(GIVEN EXERCISE A): Output the passage on monitoring an electrical submersible pump in full, word for word.

(TEXT EXTRACT):
○ ○ ○ ○ ○

An example of pumping operation when handling liquids downhole is described below where the downhole flow rate analyzer (160) is used to facilitate the pumping operation. When the ESP system (131) is energized, the discharge temperatures and pressures are measured by the discharge sub (133a) and transmitted wirelessly to the monitoring sub (133d). Similarly, the suction temperatures and pressures are measured by the suction sub (133b) and transmitted wirelessly to the monitoring sub (133d). The power sub (133c) measures the intake power to the pump (131a) and transmits it wirelessly to the monitoring sub (133d). The monitoring sub (133d) transmits the received monitoring data to the downhole flow rate analyzer (160) at the surface via the power cable, where the monitoring data is processed to compute the flow rates and pump efficiency using Eq. (2) and Eq. (3), respectively. Alternatively, the monitoring data may be processed by a computer processor downhole before transmitting the computed magnitude of the flow rates and pump efficiencies to the surface via the power cable.



FIG. 3 shows a flowchart in accordance with one or more embodiments disclosed herein. Specifically, FIG. 3 illustrates a method to determine downhole fluid flow rate and to facilitate fluid flow to the Earth surface through a production tubing in the wellbore. One or more of the steps in FIG. 3 may be performed by the components of the well environment (100) and the downhole flow rate analyzer (160), discussed above in reference to FIGS. 1-2. In one or more embodiments, one or more of the steps shown in FIG. 3 may be omitted, repeated, and/or performed in a different order than the order shown in FIG. 3. Accordingly, the scope of the disclosure should not be considered limited to the specific arrangement of steps shown in FIG. 3.


Initially in Step 300, an electrical submersible pump (ESP) is suspended in the wellbore via a production tubing.


In Step 301, monitoring data of the ESP is generated using sensors of a discharge sub, a suction sub, a monitoring sub, and/or a power sub coupled to the ESP. The sensors of the discharge sub measure discharge temperature and discharge pressure of the well fluid at an outlet of the ESP. The sensors of the suction sub measure suction temperature and suction pressure of the well fluid at an inlet of the ESP. The sensors of the monitoring sub measure motor oil and winding temperature, intake and discharge pressure and mechanical vibration. The sensors of the power sub measure mechanical power input to the ESP.

○ ○ ○ ○ ○

(GIVEN EXERCISE B): Format the lines of the entries, from the first line of the entries up to and including the line with "478,440,595,519", as a JSON list of strings with one string per line and no blank lines. Leave the pictures out of the answer.

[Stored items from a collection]
○ ○ ○ ○ ○

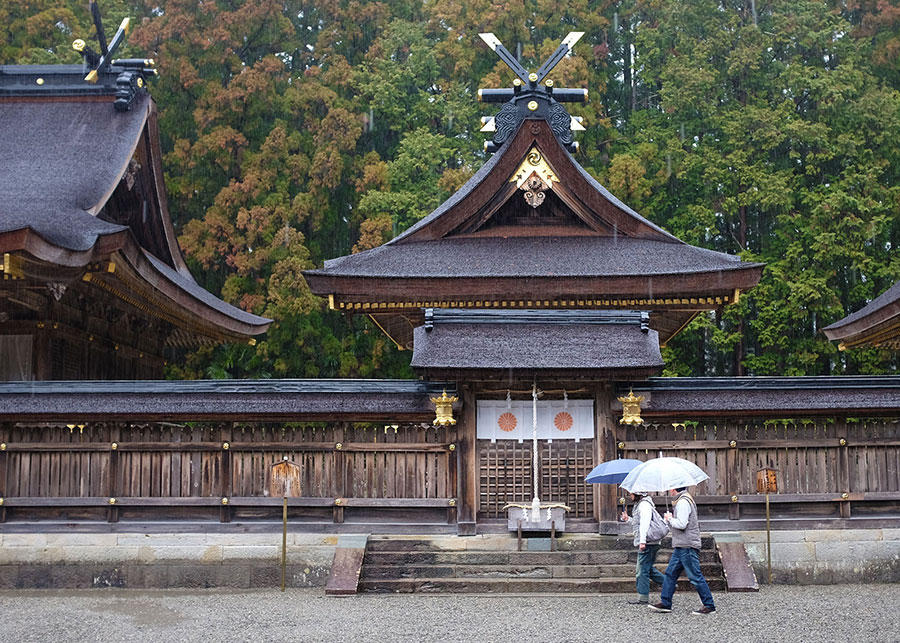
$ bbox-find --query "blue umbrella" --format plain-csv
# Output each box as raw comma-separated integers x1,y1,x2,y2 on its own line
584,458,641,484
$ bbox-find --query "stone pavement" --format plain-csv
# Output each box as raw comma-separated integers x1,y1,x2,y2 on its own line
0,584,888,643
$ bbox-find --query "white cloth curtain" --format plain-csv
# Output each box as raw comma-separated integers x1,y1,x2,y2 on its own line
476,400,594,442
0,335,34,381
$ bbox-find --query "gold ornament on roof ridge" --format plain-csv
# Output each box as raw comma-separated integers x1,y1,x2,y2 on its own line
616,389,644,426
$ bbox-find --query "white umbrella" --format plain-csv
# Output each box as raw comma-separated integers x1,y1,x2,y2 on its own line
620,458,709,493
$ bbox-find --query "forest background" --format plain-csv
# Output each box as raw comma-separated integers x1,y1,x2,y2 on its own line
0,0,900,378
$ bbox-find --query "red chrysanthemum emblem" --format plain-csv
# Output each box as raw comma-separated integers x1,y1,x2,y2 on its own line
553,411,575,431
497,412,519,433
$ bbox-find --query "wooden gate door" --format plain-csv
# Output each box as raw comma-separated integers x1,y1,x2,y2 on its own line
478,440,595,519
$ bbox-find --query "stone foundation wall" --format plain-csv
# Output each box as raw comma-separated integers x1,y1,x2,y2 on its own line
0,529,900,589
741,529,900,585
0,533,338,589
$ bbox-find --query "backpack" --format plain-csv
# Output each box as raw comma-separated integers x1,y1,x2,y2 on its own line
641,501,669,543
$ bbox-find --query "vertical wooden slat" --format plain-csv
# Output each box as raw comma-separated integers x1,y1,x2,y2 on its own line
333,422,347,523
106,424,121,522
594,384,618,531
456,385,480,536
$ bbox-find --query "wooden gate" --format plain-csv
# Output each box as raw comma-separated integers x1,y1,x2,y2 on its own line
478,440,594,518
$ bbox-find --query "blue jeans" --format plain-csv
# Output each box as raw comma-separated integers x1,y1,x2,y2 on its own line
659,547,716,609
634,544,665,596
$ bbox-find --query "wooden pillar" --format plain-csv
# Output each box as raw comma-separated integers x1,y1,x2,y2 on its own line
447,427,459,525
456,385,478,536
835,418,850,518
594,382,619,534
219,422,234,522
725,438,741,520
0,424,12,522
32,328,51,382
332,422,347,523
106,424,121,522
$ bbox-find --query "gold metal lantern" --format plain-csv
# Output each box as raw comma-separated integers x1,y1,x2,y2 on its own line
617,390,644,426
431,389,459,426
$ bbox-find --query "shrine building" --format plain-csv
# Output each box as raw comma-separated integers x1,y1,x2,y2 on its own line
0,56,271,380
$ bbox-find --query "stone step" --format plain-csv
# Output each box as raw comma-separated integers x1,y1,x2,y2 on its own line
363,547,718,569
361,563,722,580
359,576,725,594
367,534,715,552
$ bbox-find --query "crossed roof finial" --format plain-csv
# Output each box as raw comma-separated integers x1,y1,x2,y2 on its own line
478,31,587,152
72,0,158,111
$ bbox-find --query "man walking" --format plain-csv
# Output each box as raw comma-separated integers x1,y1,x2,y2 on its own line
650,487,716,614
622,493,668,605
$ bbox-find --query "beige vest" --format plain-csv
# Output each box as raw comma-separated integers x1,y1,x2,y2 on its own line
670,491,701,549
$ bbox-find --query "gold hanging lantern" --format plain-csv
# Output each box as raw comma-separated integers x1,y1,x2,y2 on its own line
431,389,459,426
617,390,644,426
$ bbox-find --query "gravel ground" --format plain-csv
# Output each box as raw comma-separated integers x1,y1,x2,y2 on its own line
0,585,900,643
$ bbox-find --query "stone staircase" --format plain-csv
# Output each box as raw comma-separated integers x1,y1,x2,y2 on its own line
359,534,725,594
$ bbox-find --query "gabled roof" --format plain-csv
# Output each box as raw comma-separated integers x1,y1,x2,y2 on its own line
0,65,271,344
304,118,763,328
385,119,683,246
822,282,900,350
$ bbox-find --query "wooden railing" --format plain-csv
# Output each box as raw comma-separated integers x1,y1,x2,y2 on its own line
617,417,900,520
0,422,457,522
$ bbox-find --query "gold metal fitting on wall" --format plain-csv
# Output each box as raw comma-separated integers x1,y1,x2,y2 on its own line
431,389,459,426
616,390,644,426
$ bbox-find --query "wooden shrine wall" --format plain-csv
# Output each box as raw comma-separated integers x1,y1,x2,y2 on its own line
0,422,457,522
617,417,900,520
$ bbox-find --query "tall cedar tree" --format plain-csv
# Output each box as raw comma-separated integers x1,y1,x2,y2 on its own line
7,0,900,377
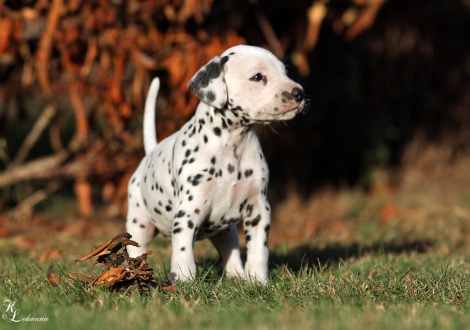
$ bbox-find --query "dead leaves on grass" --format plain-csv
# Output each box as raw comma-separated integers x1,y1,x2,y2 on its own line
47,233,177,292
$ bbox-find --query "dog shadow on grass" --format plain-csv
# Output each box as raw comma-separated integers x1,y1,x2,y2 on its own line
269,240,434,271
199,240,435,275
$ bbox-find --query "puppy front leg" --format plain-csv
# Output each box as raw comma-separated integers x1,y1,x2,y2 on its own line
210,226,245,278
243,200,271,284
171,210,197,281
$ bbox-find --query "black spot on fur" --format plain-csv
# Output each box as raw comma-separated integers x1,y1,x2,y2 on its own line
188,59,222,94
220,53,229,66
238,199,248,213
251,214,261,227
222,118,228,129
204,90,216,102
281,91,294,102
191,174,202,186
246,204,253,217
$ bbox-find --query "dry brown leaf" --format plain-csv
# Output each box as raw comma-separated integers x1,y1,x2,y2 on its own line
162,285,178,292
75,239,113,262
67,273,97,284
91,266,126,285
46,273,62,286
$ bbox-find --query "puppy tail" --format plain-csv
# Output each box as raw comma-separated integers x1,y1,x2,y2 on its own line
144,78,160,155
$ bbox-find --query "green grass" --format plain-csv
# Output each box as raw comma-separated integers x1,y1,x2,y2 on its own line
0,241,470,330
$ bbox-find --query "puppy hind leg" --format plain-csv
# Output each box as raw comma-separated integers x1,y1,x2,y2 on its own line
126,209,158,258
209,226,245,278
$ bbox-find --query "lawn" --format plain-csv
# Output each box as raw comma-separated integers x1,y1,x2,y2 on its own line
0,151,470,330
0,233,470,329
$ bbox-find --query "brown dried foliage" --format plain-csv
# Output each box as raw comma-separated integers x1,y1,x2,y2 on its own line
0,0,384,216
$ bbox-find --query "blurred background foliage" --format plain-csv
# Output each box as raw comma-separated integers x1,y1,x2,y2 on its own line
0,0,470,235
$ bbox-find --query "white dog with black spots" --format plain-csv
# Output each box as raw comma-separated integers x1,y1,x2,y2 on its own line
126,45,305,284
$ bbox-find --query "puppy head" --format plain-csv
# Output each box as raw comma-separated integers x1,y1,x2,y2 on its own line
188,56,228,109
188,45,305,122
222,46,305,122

○ ○ ○ ○ ○

(EXERCISE RESPONSE A):
An example of pumping operation when handling liquids downhole is described below where the downhole flow rate analyzer (160) is used to facilitate the pumping operation. When the ESP system (131) is energized, the discharge temperatures and pressures are measured by the discharge sub (133a) and transmitted wirelessly to the monitoring sub (133d). Similarly, the suction temperatures and pressures are measured by the suction sub (133b) and transmitted wirelessly to the monitoring sub (133d). The power sub (133c) measures the intake power to the pump (131a) and transmits it wirelessly to the monitoring sub (133d). The monitoring sub (133d) transmits the received monitoring data to the downhole flow rate analyzer (160) at the surface via the power cable, where the monitoring data is processed to compute the flow rates and pump efficiency using Eq. (2) and Eq. (3), respectively. Alternatively, the monitoring data may be processed by a computer processor downhole before transmitting the computed magnitude of the flow rates and pump efficiencies to the surface via the power cable.



FIG. 3 shows a flowchart in accordance with one or more embodiments disclosed herein. Specifically, FIG. 3 illustrates a method to determine downhole fluid flow rate and to facilitate fluid flow to the Earth surface through a production tubing in the wellbore. One or more of the steps in FIG. 3 may be performed by the components of the well environment (100) and the downhole flow rate analyzer (160), discussed above in reference to FIGS. 1-2. In one or more embodiments, one or more of the steps shown in FIG. 3 may be omitted, repeated, and/or performed in a different order than the order shown in FIG. 3. Accordingly, the scope of the disclosure should not be considered limited to the specific arrangement of steps shown in FIG. 3.


Initially in Step 300, an electrical submersible pump (ESP) is suspended in the wellbore via a production tubing.


In Step 301, monitoring data of the ESP is generated using sensors of a discharge sub, a suction sub, a monitoring sub, and/or a power sub coupled to the ESP. The sensors of the discharge sub measure discharge temperature and discharge pressure of the well fluid at an outlet of the ESP. The sensors of the suction sub measure suction temperature and suction pressure of the well fluid at an inlet of the ESP. The sensors of the monitoring sub measure motor oil and winding temperature, intake and discharge pressure and mechanical vibration. The sensors of the power sub measure mechanical power input to the ESP.

(EXERCISE RESPONSE B):
[
  "$ bbox-find --query \"blue umbrella\" --format plain-csv",
  "# Output each box as raw comma-separated integers x1,y1,x2,y2 on its own line",
  "584,458,641,484",
  "$ bbox-find --query \"stone pavement\" --format plain-csv",
  "# Output each box as raw comma-separated integers x1,y1,x2,y2 on its own line",
  "0,584,888,643",
  "$ bbox-find --query \"white cloth curtain\" --format plain-csv",
  "# Output each box as raw comma-separated integers x1,y1,x2,y2 on its own line",
  "476,400,594,442",
  "0,335,34,381",
  "$ bbox-find --query \"gold ornament on roof ridge\" --format plain-csv",
  "# Output each box as raw comma-separated integers x1,y1,x2,y2 on its own line",
  "616,389,644,426",
  "$ bbox-find --query \"white umbrella\" --format plain-csv",
  "# Output each box as raw comma-separated integers x1,y1,x2,y2 on its own line",
  "620,458,709,493",
  "$ bbox-find --query \"forest background\" --format plain-csv",
  "# Output each box as raw comma-separated integers x1,y1,x2,y2 on its own line",
  "0,0,900,378",
  "$ bbox-find --query \"red chrysanthemum emblem\" --format plain-csv",
  "# Output each box as raw comma-separated integers x1,y1,x2,y2 on its own line",
  "553,411,575,431",
  "497,412,519,433",
  "$ bbox-find --query \"wooden gate door\" --format plain-csv",
  "# Output each box as raw comma-separated integers x1,y1,x2,y2 on its own line",
  "478,440,595,519"
]